**WORK TO COMPLETE:**
Output each record below exactly as it stands, leaving out the pictures.
-- INFORMATION SUPPLIED follows --
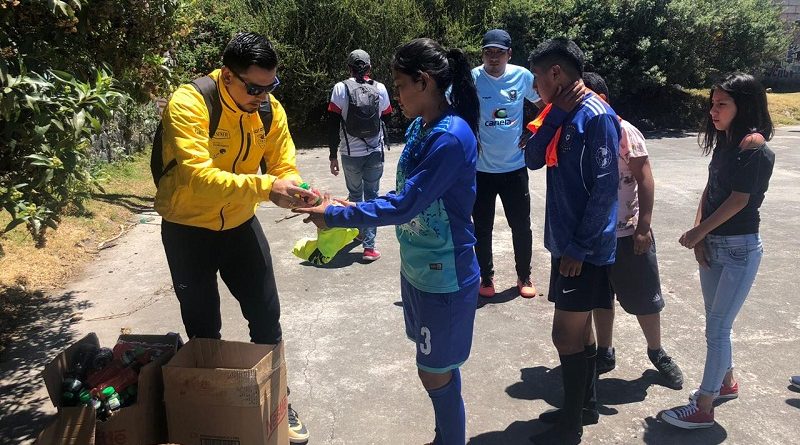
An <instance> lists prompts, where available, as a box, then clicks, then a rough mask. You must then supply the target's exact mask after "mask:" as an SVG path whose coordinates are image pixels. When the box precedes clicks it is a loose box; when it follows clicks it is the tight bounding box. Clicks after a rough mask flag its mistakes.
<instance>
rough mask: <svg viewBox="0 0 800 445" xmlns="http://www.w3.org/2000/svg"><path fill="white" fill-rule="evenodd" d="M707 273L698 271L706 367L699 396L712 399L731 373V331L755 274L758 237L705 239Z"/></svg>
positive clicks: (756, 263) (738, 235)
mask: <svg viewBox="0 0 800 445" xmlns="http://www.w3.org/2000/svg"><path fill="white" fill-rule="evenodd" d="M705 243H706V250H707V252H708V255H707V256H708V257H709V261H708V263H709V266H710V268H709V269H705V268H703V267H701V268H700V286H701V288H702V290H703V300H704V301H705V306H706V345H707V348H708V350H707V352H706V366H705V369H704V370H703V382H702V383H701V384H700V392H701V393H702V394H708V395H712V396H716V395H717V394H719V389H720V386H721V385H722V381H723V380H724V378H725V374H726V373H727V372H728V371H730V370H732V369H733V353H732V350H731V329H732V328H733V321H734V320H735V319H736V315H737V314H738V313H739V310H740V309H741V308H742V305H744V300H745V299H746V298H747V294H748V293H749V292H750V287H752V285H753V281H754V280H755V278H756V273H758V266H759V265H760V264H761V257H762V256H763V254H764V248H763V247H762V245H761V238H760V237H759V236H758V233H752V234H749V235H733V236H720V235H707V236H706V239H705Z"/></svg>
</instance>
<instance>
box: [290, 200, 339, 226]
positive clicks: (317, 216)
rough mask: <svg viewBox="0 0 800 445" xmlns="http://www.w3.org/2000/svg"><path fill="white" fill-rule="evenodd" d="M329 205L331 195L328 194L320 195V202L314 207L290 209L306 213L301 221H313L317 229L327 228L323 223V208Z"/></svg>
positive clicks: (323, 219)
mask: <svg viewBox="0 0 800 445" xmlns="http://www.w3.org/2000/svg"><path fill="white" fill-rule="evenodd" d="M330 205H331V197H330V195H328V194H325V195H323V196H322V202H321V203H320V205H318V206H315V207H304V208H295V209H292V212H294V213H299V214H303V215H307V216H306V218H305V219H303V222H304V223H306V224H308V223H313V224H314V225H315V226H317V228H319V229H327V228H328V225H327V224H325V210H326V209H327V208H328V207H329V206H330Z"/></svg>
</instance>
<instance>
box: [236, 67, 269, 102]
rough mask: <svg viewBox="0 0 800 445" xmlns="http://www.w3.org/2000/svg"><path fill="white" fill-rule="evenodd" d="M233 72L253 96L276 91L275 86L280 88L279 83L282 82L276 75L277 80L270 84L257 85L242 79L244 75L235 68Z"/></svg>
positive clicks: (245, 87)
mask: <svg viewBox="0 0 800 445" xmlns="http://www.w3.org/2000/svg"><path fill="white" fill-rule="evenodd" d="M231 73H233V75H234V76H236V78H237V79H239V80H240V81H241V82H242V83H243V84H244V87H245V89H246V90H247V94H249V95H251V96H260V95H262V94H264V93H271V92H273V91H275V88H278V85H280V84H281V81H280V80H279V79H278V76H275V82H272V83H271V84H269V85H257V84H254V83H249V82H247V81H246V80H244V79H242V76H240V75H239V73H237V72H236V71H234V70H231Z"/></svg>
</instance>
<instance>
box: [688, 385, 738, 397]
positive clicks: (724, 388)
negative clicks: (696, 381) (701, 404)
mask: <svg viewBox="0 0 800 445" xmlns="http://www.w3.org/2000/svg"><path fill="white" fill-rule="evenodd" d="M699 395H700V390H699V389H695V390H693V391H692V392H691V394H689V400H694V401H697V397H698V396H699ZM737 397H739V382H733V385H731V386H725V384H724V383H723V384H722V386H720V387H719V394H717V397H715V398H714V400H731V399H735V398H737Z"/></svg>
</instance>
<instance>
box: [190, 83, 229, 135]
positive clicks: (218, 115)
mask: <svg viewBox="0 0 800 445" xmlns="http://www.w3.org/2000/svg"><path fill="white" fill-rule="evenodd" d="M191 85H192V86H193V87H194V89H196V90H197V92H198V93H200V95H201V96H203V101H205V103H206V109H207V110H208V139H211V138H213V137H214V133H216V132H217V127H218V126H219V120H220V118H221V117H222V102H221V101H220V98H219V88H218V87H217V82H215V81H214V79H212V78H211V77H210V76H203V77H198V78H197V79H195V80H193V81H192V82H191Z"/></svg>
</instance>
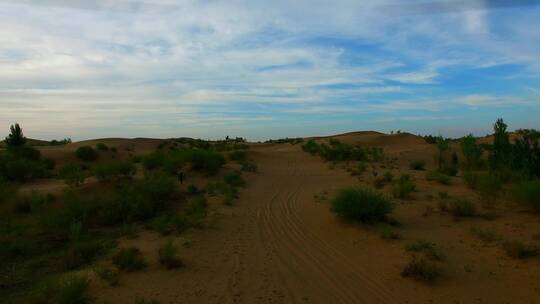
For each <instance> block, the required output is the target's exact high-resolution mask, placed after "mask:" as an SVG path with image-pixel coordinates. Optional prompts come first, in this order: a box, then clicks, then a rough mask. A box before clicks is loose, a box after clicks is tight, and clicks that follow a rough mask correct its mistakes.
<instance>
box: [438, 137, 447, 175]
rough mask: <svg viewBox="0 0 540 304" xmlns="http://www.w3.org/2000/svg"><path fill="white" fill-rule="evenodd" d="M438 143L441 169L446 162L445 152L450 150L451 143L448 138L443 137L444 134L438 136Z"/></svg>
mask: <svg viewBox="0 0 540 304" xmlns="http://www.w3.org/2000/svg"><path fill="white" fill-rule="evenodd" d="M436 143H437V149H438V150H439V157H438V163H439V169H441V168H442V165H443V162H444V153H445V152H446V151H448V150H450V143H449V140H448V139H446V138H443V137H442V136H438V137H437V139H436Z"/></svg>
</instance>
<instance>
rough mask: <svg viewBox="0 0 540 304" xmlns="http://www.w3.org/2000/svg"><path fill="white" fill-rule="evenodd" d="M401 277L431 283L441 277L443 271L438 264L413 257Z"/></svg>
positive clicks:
-- INFORMATION SUPPLIED concluded --
**YOUR RESPONSE:**
An <instance> lists prompts, where available, as a box, then clicks, then a rough mask. You must then supply the target's exact mask after "mask:" as an SVG path whose coordinates are image pixels. When the box precedes clicks it is a loose box; when it follows clicks it is the tight bounding box. Clicks after a rough mask flag its mistakes.
<instance>
rough mask: <svg viewBox="0 0 800 445" xmlns="http://www.w3.org/2000/svg"><path fill="white" fill-rule="evenodd" d="M707 273L698 271L706 367L699 396L712 399L731 373V331L755 274L758 237L705 239Z"/></svg>
positive clicks: (756, 263) (738, 235)
mask: <svg viewBox="0 0 800 445" xmlns="http://www.w3.org/2000/svg"><path fill="white" fill-rule="evenodd" d="M705 243H706V250H707V252H708V255H707V256H708V257H709V261H708V263H709V266H710V268H709V269H705V268H703V267H701V268H700V286H701V288H702V290H703V300H704V301H705V306H706V345H707V348H708V350H707V352H706V366H705V369H704V370H703V382H702V383H701V384H700V392H701V393H702V394H708V395H712V396H716V395H717V394H719V389H720V386H721V385H722V381H723V380H724V378H725V374H726V373H727V372H728V371H730V370H732V369H733V353H732V350H731V329H732V328H733V321H734V320H735V319H736V315H737V314H738V313H739V310H740V309H741V308H742V305H744V300H745V299H746V298H747V294H748V293H749V292H750V287H752V285H753V281H754V280H755V278H756V273H758V266H759V265H760V264H761V257H762V256H763V254H764V248H763V247H762V245H761V238H760V237H759V236H758V233H752V234H749V235H733V236H720V235H707V236H706V239H705Z"/></svg>
</instance>
<instance>
box: [290, 200, 339, 226]
positive clicks: (317, 216)
rough mask: <svg viewBox="0 0 800 445" xmlns="http://www.w3.org/2000/svg"><path fill="white" fill-rule="evenodd" d="M329 205L331 195L328 194L320 195V202L314 207L290 209L306 213L301 221H313L317 229L327 228L323 223V208Z"/></svg>
positive clicks: (323, 219)
mask: <svg viewBox="0 0 800 445" xmlns="http://www.w3.org/2000/svg"><path fill="white" fill-rule="evenodd" d="M330 205H331V197H330V195H328V194H325V195H323V196H322V202H321V203H320V205H318V206H315V207H304V208H295V209H292V212H294V213H299V214H303V215H307V216H306V218H305V219H303V222H304V223H306V224H308V223H313V224H314V225H315V226H317V228H319V229H327V228H328V225H327V224H325V210H326V209H327V208H328V207H329V206H330Z"/></svg>
</instance>
<instance>
box: [236, 67, 269, 102]
rough mask: <svg viewBox="0 0 800 445" xmlns="http://www.w3.org/2000/svg"><path fill="white" fill-rule="evenodd" d="M233 72L253 96L276 91L275 86L280 88L279 83L282 82L276 75L277 80L270 84L257 85L242 79L244 75L235 68Z"/></svg>
positive clicks: (245, 87)
mask: <svg viewBox="0 0 800 445" xmlns="http://www.w3.org/2000/svg"><path fill="white" fill-rule="evenodd" d="M231 73H233V75H234V76H236V78H237V79H239V80H240V81H241V82H242V83H243V84H244V87H245V89H246V90H247V94H249V95H251V96H260V95H262V94H264V93H271V92H273V91H275V88H278V85H280V84H281V81H280V80H279V79H278V76H275V82H272V83H271V84H269V85H257V84H254V83H249V82H247V81H246V80H244V79H242V76H240V75H239V73H237V72H236V71H234V70H231Z"/></svg>
</instance>
<instance>
box: [688, 385, 738, 397]
positive clicks: (724, 388)
negative clicks: (696, 381) (701, 404)
mask: <svg viewBox="0 0 800 445" xmlns="http://www.w3.org/2000/svg"><path fill="white" fill-rule="evenodd" d="M699 395H700V390H699V389H695V390H693V391H692V392H691V394H689V400H694V401H697V397H698V396H699ZM737 397H739V382H733V385H731V386H725V384H724V383H723V384H722V386H720V387H719V394H717V397H715V398H714V400H731V399H735V398H737Z"/></svg>
</instance>
<instance>
box: [190, 83, 229, 135]
positive clicks: (218, 115)
mask: <svg viewBox="0 0 800 445" xmlns="http://www.w3.org/2000/svg"><path fill="white" fill-rule="evenodd" d="M191 85H192V86H193V87H194V89H196V90H197V92H198V93H200V95H201V96H203V101H205V103H206V109H207V110H208V139H211V138H213V137H214V133H216V132H217V127H218V126H219V120H220V118H221V117H222V102H221V101H220V98H219V88H218V87H217V82H215V81H214V79H212V78H211V77H210V76H203V77H198V78H197V79H195V80H193V81H192V82H191Z"/></svg>
</instance>
For each <instance> block, the required output is the target's exact high-resolution mask, placed after "mask:" as an SVG path with image-pixel coordinates. Optional prompts come first, in this order: a box, then clicks, then a rough mask. A box before clicks is loose, a box after clicks is tight, and clicks that follow a rough mask correct its mistakes.
<instance>
box: [438, 137, 447, 175]
rough mask: <svg viewBox="0 0 540 304" xmlns="http://www.w3.org/2000/svg"><path fill="white" fill-rule="evenodd" d="M438 143L441 169L446 162L445 152L450 150L451 143L448 138L443 137L444 134L438 136Z"/></svg>
mask: <svg viewBox="0 0 540 304" xmlns="http://www.w3.org/2000/svg"><path fill="white" fill-rule="evenodd" d="M436 143H437V149H438V150H439V157H438V163H439V169H441V168H442V165H443V162H444V153H445V152H446V151H448V150H450V143H449V140H448V139H446V138H443V137H442V136H438V137H437V139H436Z"/></svg>
</instance>
<instance>
rough mask: <svg viewBox="0 0 540 304" xmlns="http://www.w3.org/2000/svg"><path fill="white" fill-rule="evenodd" d="M401 277L431 283L441 277L443 271L438 264L413 257Z"/></svg>
positive clicks:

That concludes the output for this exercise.